Items from a data source:
BEGIN
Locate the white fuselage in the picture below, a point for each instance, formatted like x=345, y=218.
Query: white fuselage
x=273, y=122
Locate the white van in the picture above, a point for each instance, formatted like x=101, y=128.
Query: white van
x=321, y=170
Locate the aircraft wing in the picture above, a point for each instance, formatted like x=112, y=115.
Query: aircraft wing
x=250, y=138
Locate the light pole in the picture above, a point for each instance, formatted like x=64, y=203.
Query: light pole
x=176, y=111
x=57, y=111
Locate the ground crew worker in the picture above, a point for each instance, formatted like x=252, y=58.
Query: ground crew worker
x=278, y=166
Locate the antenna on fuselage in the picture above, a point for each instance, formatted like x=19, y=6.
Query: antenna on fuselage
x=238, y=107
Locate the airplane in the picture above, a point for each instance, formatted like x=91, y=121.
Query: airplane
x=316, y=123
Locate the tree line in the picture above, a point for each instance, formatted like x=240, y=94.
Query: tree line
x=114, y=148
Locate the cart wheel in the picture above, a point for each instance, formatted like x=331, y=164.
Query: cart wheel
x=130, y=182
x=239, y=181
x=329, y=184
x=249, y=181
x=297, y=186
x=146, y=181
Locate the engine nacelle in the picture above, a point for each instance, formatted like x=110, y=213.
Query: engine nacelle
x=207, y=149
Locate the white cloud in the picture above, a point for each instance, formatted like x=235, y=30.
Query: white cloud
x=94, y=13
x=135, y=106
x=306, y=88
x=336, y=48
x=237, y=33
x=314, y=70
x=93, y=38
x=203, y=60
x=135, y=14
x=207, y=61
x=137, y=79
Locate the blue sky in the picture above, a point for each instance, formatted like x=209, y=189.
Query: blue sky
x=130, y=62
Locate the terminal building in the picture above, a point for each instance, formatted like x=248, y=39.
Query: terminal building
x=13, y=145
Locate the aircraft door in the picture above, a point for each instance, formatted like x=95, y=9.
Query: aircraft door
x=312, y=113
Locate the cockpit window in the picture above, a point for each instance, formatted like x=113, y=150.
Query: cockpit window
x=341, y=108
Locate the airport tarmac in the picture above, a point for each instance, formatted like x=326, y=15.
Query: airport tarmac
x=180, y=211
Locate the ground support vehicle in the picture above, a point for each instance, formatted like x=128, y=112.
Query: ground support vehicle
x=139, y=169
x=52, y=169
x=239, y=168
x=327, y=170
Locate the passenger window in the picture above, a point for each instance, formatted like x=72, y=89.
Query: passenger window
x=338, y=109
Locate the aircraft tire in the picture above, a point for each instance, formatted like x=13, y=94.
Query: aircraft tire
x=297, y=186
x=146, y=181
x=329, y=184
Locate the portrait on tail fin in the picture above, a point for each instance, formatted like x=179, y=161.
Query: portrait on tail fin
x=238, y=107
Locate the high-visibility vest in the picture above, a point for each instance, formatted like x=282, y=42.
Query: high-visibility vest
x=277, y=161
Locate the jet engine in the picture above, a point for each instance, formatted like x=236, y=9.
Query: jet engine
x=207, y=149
END
Exercise: Repeat each entry exactly.

Written solution:
Locate the white fuselage in the picture below, a point for each instance, formatted like x=345, y=218.
Query: white fuselage
x=273, y=122
Locate the white van in the picture above, a point for each instance, formatted like x=101, y=128.
Query: white van
x=321, y=170
Locate the aircraft wing in the picture above, a point for each instance, formatted like x=112, y=115.
Query: aircraft wing
x=250, y=138
Locate the light pole in the picture above, a point for each instance, formatted like x=64, y=203.
Query: light pole
x=176, y=111
x=57, y=111
Locate the ground crew worker in the picture above, a point for each instance, formatted like x=252, y=58.
Query: ground crew worker
x=278, y=166
Locate the antenna on fuselage in the picture above, a point for each instance, formatted like x=19, y=6.
Query: antenna on fuselage
x=238, y=107
Locate the airplane in the picture above, a point for each instance, formatted like x=91, y=121.
Query: airplane
x=316, y=123
Locate the tree line in the picture above, a point for each instance, formatted like x=240, y=94.
Query: tree line
x=114, y=148
Locate the cart wheel in the picture above, a point for each instance, formatted like x=331, y=164.
Query: cart wheel
x=130, y=182
x=239, y=181
x=329, y=184
x=249, y=181
x=297, y=186
x=146, y=181
Locate the engine nacelle in the picture above, a point for each instance, formatted like x=110, y=213.
Query: engine nacelle
x=207, y=149
Locate the white cloud in the picture above, a point for each instance, formatted like x=235, y=30.
Query: white cloud
x=94, y=13
x=135, y=106
x=306, y=88
x=336, y=48
x=237, y=33
x=314, y=70
x=93, y=38
x=203, y=60
x=135, y=14
x=207, y=61
x=137, y=79
Locate the blue sky in the picture above, a point for each instance, formatted like x=209, y=189.
Query: blue sky
x=130, y=62
Locate the terminal building in the picture above, a point for each instance, formatted like x=248, y=39.
Query: terminal building
x=13, y=145
Locate the aircraft door in the picture above, a point for each instance, formatted like x=95, y=9.
Query: aircraft door
x=312, y=113
Locate the cockpit window in the picture above, a point for each instance, formatted like x=113, y=150.
Query: cockpit window
x=341, y=108
Locate the airport tarmac in the picture above, a point for each instance, formatted like x=326, y=15.
Query: airport tarmac
x=180, y=211
Locate the ground support vehicle in the picture above, a point for each instance, formatted like x=128, y=112.
Query: ground support vehicle
x=139, y=169
x=52, y=169
x=239, y=168
x=327, y=170
Locate the passenger window in the picture above, a point for each instance, formatted like x=72, y=89.
Query: passenger window
x=338, y=109
Locate the aircraft tire in the picture above, a point for each instance, formatted like x=13, y=94.
Query: aircraft tire
x=297, y=186
x=146, y=181
x=329, y=184
Locate the portrait on tail fin in the picture above, a point for each instance, formatted like x=179, y=161.
Query: portrait on tail fin
x=238, y=107
Locate the high-visibility vest in the picture above, a point for each instance, formatted like x=282, y=42.
Query: high-visibility vest
x=277, y=161
Locate the jet engine in the picture above, a point for each instance, formatted like x=236, y=9.
Query: jet engine
x=207, y=149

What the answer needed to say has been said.